ACTIVITY -
Transcribe, word for word, every record in the data below.

(Stored items)
┄┄┄┄┄┄┄┄┄┄┄┄┄┄┄┄┄┄┄┄

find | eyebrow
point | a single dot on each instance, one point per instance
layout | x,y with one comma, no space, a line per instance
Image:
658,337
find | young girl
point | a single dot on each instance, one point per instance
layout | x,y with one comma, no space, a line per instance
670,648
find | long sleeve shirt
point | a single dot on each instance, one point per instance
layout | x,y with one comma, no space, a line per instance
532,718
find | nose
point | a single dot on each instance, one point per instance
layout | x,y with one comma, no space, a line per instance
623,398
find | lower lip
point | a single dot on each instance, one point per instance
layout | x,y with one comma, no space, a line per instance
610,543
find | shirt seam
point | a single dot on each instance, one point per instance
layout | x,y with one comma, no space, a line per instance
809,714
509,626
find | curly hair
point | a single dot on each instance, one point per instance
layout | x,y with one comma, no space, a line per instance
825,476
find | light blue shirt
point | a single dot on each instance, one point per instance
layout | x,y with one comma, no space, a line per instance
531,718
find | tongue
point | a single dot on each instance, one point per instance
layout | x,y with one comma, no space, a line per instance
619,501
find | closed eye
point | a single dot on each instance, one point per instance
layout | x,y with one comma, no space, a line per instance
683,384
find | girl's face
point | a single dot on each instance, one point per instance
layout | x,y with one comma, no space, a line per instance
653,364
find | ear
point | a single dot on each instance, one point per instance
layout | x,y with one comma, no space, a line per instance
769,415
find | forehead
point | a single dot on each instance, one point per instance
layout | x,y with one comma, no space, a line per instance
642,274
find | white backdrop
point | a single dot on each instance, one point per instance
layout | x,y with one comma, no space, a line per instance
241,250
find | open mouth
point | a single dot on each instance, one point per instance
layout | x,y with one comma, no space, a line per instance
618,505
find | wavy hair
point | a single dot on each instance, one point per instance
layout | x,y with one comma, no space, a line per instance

┄┄┄┄┄┄┄┄┄┄┄┄┄┄┄┄┄┄┄┄

RESPONSE BELOW -
find | eyebrow
point | a single dot on each instance, one point per instance
layout | x,y with one comma, no space, a line per instance
Image:
658,337
find | young girl
point | a single dot on each instance, one point per instance
layout | x,y with one comma, no space, a line per instance
670,648
find | long sleeve shirt
point | a single dot on each instance, one point per instance
layout | x,y with one comma, no space, a line per instance
532,718
find | nose
point | a single dot on each instance, one point per instance
layout | x,y with one comma, no space, a line per instance
623,398
find | lower lip
point | a single dot on each instance, one point per instance
layout | x,y with one comma, no space, a line per instance
610,543
find | shirt seam
point | a single dot on each instance, one point per instance
layout | x,y with one comma, no space, a line per instance
809,714
509,626
find | curly hair
point | a single dot on each instance, one point per instance
layout | x,y with one comma, no space, a line per instance
825,476
find | light blue shirt
point | a single dot on each instance, one point per instance
layout | x,y with one comma, no space, a line per instance
531,718
find | tongue
point | a single dot on each instance, one point per instance
layout | x,y with one comma, no space, a line per instance
619,501
find | closed eye
point | a single dot on each instance, one point per instance
layout | x,y with one comma, no space, a line per instance
683,384
find | girl's face
point | a single dot on each instance, one point per instance
layout | x,y with one comma, no space, a line per instance
653,364
find | ear
point | a single dot on each instance, one point per instance
layout | x,y with one comma, no space, a line per instance
769,415
find | forehead
point | a single dot on each instance, one point per instance
layout | x,y with one comma, no space, a line per instance
642,274
find | white backdrop
point | a single dot on each instance, one point per instance
layout | x,y with one comma, no space, a line per instance
241,250
find | open mouth
point | a single dot on each instance, one point per instance
layout | x,y with one comma, no space, a line per instance
618,505
find | wavy hair
point | a single dot on each instance, one point per instance
layout | x,y with one comma, no space, a line per instance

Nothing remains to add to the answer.